## BEGIN Supplied data

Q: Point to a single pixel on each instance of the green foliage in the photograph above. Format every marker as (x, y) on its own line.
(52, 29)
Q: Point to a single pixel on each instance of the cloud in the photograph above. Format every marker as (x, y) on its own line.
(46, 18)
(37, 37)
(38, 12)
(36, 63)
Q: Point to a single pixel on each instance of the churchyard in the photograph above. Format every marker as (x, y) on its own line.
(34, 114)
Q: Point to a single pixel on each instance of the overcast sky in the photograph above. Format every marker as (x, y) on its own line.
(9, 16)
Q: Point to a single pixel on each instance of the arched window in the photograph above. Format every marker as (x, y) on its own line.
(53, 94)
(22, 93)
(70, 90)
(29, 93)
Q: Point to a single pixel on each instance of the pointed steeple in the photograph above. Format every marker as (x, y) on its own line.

## END Supplied data

_Task_. Present every line of the records above as a numbered list, omitting blank lines.

_Answer in full_.
1. Q: Point to a single pixel on each instance of the green foliage in the photograph above. Format every marker as (x, y) on its own line.
2. (52, 29)
3. Q: Point to a single pixel on each instance of the cloud in the photograph above. Format every marker as (x, y) on its own line.
4. (46, 18)
5. (37, 37)
6. (38, 12)
7. (36, 63)
8. Q: Point to a single pixel on each instance of the churchyard in the photograph above. Format every marker as (x, y) on its own line.
9. (34, 114)
10. Q: Point to a single pixel on each instance of the overcast sky in the photograph above. Format every marker as (x, y) on its own line.
11. (9, 16)
12. Q: Point to a single pixel on each instance of the arched window in the photograph above. Format every marker as (x, y) on its own line.
13. (53, 94)
14. (22, 93)
15. (70, 90)
16. (29, 93)
17. Q: Point to a single pixel on each instance of the pointed steeple in the photograph above. Format every marker as (x, y) on its own line.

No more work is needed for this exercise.